Input for this task –

-------

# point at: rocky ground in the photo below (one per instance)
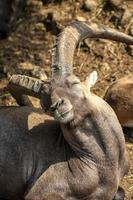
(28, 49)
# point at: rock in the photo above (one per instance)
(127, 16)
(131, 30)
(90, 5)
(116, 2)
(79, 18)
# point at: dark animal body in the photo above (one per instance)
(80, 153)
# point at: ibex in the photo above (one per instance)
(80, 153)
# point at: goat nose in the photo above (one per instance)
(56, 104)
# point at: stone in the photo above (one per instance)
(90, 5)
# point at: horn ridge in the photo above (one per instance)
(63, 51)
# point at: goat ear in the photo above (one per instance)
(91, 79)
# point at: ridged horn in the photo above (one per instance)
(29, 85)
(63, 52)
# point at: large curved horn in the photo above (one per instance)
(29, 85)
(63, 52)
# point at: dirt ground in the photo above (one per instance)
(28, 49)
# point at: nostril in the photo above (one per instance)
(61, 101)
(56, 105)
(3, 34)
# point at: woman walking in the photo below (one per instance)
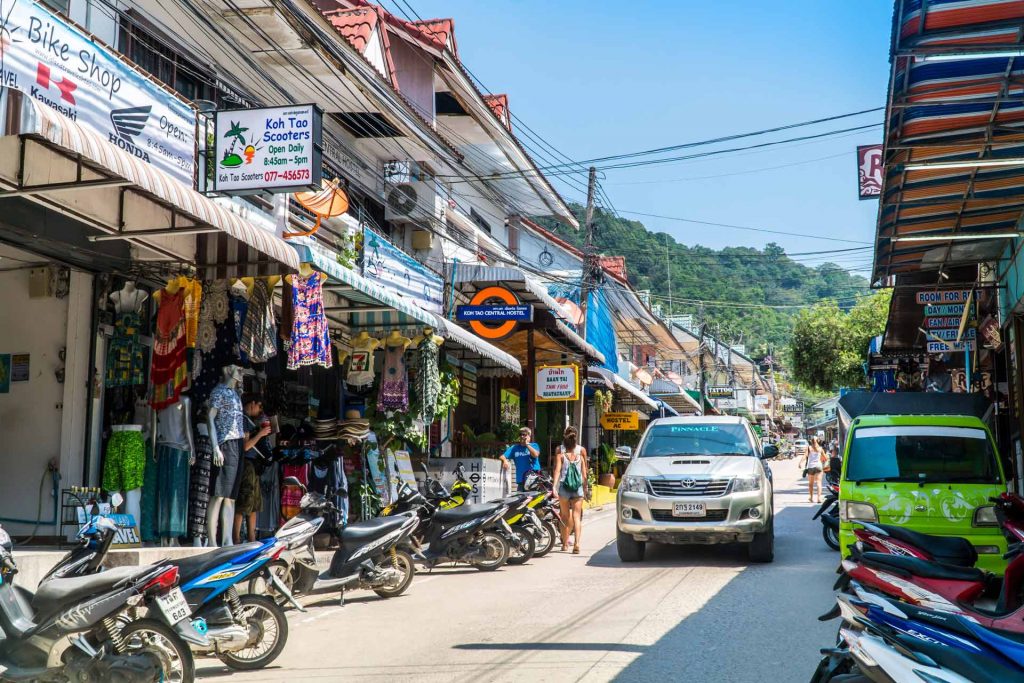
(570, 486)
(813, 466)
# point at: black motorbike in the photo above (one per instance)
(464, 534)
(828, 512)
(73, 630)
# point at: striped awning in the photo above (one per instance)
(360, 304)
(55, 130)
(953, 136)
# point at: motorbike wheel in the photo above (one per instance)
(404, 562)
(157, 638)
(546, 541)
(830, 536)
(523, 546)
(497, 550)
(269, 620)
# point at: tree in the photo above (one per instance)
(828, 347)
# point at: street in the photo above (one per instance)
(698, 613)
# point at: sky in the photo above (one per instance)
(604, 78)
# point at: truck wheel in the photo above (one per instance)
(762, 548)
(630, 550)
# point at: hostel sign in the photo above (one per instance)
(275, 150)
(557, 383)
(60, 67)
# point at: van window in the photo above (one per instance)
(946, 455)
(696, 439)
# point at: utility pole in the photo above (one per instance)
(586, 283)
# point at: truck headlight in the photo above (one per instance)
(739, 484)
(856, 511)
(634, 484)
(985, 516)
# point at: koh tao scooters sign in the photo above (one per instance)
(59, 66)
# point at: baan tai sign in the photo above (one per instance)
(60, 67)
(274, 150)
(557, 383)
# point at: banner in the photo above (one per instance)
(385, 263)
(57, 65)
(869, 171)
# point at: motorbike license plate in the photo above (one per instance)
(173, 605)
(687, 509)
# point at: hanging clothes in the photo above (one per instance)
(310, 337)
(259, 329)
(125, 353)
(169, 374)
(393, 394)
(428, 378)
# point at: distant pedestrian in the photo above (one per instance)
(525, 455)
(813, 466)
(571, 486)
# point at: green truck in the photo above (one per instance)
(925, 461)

-------

Written task – Render everything in the listing from the line containing "# point at: dirt" down to the end of the listing, both ends included, as a numbered list without blank lines. Omit the pictures.

Output for this exercise –
1. # point at: dirt ground in the photo above (one per instance)
2. (28, 49)
3. # point at: nostril in the photo above (one per instance)
4. (61, 101)
5. (56, 105)
6. (3, 34)
7. # point at: woman walking in the photo below (one per instance)
8. (570, 486)
9. (813, 466)
10. # point at: black motorbike in the photo above (one per instance)
11. (464, 534)
12. (828, 512)
13. (73, 630)
14. # point at: striped awning in the photo above (one per instance)
15. (360, 304)
16. (55, 130)
17. (953, 136)
18. # point at: motorbike wheel in the photo above (one per instance)
19. (404, 562)
20. (157, 638)
21. (546, 541)
22. (830, 536)
23. (523, 546)
24. (497, 550)
25. (269, 620)
26. # point at: tree in the photo above (one per instance)
27. (828, 347)
28. # point at: street in the photo above (one per instance)
29. (698, 613)
30. # point at: sky in the photo above (one per instance)
31. (604, 78)
32. # point at: truck wheel in the photo above (one per instance)
33. (762, 548)
34. (630, 550)
35. # point at: hostel sign in the photo above (one per instance)
36. (275, 150)
37. (557, 383)
38. (60, 67)
39. # point at: van window in the photo above (one per instance)
40. (946, 455)
41. (696, 439)
42. # point at: utility pole in the photo above (one per instance)
43. (586, 283)
44. # point at: truck headlight in the photo above (one per instance)
45. (739, 484)
46. (856, 511)
47. (634, 484)
48. (985, 516)
49. # point at: koh tao scooters sign in the photo above (one per instance)
50. (59, 66)
51. # point at: baan tai sign in the photo above (one per instance)
52. (60, 67)
53. (274, 150)
54. (557, 383)
55. # point at: banner in the photo above (one per instance)
56. (385, 263)
57. (57, 65)
58. (869, 171)
59. # point at: motorbike license plate in the photo above (one per instance)
60. (173, 605)
61. (687, 509)
62. # point at: hanging clothes in the photo above (one per instance)
63. (310, 337)
64. (259, 329)
65. (125, 353)
66. (169, 374)
67. (393, 394)
68. (428, 378)
69. # point at: distant pedestrian in the photo above (one per instance)
70. (525, 455)
71. (813, 466)
72. (571, 486)
73. # point at: green truck in the photo above (one per instance)
74. (925, 461)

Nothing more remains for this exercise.